| TASK DETAILS |
Beginning at the line that contains "point: the beige", reproduce every line to the end of the material without changing any of them.

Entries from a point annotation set
⟨

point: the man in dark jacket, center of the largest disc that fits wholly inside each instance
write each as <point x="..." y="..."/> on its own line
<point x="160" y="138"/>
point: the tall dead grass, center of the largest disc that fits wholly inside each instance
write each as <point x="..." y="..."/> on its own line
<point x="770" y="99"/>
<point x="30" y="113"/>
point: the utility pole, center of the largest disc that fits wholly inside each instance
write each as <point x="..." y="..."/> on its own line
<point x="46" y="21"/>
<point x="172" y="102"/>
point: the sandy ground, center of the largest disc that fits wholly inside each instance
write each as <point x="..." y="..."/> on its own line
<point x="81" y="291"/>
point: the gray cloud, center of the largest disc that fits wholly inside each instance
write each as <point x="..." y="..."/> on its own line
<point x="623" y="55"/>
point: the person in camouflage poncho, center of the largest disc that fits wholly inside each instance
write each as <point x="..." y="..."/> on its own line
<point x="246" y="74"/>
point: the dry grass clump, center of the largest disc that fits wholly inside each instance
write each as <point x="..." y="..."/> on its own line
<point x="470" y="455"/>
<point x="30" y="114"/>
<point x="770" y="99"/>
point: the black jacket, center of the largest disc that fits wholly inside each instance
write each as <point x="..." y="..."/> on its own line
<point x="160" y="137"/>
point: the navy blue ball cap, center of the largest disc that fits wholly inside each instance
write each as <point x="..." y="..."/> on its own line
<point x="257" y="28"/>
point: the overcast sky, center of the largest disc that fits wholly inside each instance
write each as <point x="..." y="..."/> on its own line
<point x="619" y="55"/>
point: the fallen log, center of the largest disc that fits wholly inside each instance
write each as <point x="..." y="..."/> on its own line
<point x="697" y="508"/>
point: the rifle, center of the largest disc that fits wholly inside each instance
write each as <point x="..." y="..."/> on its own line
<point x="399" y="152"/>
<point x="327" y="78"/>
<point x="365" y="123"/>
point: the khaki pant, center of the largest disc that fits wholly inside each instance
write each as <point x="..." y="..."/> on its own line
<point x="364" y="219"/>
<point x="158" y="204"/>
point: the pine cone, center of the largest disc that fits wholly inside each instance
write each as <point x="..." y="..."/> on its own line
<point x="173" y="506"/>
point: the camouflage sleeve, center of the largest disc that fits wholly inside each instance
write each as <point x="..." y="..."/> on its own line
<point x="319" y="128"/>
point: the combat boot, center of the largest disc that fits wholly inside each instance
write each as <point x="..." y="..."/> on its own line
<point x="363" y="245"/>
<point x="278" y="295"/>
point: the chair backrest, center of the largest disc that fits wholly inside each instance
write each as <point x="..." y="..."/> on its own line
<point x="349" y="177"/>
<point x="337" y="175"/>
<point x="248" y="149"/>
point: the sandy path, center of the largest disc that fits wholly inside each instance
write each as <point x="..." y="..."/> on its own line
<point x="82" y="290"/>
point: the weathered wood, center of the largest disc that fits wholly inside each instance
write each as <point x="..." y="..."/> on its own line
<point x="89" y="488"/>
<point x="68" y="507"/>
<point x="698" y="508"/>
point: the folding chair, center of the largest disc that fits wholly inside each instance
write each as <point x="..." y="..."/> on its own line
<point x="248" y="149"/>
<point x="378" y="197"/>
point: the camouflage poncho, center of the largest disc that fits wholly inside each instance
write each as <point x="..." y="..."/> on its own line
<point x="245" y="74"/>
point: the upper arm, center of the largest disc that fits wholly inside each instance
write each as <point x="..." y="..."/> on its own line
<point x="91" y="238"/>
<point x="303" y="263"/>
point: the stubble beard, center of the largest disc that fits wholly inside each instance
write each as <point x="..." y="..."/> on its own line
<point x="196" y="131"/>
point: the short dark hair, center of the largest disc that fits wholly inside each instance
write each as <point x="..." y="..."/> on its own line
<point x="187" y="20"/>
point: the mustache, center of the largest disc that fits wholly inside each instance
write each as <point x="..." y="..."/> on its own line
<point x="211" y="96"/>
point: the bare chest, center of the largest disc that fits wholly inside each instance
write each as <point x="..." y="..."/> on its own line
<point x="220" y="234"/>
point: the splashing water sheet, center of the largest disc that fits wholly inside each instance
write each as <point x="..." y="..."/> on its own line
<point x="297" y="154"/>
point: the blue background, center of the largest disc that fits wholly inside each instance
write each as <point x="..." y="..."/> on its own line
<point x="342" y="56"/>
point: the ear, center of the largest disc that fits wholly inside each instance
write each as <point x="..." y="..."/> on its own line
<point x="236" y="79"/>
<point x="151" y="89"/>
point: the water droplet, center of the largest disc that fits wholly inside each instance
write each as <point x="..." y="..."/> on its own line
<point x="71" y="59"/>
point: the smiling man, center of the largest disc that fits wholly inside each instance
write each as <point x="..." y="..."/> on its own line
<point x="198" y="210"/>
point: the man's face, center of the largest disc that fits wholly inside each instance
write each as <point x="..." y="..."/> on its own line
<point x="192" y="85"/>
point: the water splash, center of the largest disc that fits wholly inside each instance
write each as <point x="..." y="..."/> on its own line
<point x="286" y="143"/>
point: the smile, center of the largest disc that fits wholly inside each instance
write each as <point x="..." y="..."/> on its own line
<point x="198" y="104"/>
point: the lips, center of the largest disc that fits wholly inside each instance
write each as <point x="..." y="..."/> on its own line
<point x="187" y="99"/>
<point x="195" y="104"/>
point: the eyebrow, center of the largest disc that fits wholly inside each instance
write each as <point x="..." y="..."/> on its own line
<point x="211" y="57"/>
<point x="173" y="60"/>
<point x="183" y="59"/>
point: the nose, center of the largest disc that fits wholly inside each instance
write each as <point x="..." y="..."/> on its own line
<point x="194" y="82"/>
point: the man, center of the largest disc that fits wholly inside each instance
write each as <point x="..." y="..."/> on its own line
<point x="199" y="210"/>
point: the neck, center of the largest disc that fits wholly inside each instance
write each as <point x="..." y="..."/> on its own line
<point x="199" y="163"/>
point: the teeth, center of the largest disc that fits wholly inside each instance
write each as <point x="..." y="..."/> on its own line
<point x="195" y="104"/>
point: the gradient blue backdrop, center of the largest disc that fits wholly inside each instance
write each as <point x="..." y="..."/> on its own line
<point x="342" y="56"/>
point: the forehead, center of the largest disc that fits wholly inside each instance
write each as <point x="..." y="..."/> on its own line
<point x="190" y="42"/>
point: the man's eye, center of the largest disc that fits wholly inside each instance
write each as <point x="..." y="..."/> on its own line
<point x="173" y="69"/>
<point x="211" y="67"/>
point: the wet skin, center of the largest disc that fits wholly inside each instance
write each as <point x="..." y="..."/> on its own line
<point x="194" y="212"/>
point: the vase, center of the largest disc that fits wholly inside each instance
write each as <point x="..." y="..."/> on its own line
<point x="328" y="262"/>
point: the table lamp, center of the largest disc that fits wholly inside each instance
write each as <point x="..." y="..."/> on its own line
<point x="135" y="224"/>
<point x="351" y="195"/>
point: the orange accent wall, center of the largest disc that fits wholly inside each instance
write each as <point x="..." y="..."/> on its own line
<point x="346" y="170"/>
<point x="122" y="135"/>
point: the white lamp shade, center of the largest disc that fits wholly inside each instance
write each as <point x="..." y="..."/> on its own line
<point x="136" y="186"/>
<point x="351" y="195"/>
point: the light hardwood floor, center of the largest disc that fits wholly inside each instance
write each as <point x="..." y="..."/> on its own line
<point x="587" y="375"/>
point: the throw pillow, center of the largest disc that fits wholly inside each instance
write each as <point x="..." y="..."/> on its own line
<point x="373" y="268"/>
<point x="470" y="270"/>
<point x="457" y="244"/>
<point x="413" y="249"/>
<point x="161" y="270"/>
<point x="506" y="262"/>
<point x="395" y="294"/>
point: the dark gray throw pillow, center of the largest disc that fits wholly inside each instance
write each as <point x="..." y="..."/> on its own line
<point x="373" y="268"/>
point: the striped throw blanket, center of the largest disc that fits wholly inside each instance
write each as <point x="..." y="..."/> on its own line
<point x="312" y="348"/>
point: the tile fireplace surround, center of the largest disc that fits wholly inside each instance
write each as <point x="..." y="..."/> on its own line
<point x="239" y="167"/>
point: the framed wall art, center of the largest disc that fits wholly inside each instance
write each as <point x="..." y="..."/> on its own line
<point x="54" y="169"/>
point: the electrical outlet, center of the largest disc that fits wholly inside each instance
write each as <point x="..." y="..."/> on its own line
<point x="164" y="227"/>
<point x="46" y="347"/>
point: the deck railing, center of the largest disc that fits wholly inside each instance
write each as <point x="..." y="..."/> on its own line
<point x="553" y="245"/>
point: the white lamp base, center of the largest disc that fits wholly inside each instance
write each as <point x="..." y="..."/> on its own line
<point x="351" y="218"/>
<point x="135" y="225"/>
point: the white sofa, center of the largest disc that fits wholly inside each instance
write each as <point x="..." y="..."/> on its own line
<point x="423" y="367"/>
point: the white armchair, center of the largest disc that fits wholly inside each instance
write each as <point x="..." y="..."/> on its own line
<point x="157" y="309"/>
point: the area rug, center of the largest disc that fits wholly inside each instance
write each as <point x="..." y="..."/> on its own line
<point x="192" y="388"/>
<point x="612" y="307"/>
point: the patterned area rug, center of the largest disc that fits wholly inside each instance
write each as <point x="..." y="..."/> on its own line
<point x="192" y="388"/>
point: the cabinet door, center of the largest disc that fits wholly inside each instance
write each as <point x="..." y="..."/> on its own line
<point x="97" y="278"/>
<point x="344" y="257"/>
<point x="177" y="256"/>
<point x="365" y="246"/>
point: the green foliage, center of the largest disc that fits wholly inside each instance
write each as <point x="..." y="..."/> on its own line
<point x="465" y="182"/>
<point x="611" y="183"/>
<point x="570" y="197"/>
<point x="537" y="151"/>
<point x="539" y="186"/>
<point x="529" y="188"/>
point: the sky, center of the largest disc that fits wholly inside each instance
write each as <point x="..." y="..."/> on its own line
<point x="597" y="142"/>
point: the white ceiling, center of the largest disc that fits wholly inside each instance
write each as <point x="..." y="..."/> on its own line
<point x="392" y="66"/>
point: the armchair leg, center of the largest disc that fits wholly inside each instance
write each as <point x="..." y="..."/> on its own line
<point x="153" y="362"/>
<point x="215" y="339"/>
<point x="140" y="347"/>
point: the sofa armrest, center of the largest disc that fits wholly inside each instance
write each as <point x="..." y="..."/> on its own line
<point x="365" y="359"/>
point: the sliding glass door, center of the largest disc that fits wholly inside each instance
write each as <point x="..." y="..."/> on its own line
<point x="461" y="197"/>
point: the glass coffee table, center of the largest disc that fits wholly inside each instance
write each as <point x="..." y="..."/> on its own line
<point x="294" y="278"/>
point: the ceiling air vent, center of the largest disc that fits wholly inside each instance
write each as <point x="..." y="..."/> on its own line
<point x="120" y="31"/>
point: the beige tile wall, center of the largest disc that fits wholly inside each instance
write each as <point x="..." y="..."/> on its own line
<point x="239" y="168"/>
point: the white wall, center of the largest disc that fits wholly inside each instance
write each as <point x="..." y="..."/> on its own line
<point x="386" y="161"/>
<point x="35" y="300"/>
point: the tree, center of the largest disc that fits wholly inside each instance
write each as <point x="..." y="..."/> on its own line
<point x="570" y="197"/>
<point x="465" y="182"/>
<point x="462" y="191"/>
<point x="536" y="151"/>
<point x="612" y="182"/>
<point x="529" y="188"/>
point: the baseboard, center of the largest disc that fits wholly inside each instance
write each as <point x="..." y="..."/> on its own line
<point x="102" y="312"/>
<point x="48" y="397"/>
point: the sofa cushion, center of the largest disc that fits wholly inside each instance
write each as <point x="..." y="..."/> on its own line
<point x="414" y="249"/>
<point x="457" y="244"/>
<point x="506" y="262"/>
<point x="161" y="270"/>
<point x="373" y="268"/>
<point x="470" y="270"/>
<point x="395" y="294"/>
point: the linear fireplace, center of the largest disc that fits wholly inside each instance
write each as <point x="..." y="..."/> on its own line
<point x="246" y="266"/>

⟩

| RESPONSE FOR THIS EXERCISE |
point: the beige tile wall, center of the largest disc that fits wholly inside each instance
write each as <point x="..." y="..."/> on its own line
<point x="239" y="168"/>
point: the white wall, center of the largest disc that fits wholly inside each instance
write each as <point x="..." y="..."/> on its own line
<point x="386" y="161"/>
<point x="35" y="300"/>
point: the tree, center of the largest disc that fits wholly inside each instance
write each as <point x="..." y="..."/> on its own line
<point x="570" y="197"/>
<point x="465" y="182"/>
<point x="462" y="191"/>
<point x="536" y="151"/>
<point x="612" y="182"/>
<point x="529" y="188"/>
point: the baseboard, center of the largest disc that fits wholly inside each instance
write each as <point x="..." y="..."/> on its own line
<point x="102" y="312"/>
<point x="48" y="397"/>
point: the sofa cushion, center of the largest disc that fits wholly inside each instance
write each as <point x="..." y="..."/> on its own line
<point x="414" y="249"/>
<point x="457" y="244"/>
<point x="506" y="262"/>
<point x="161" y="270"/>
<point x="373" y="268"/>
<point x="470" y="270"/>
<point x="395" y="294"/>
point: the linear fireplace, center of the largest disc that fits wholly inside each instance
write each as <point x="..." y="..."/> on its own line
<point x="246" y="266"/>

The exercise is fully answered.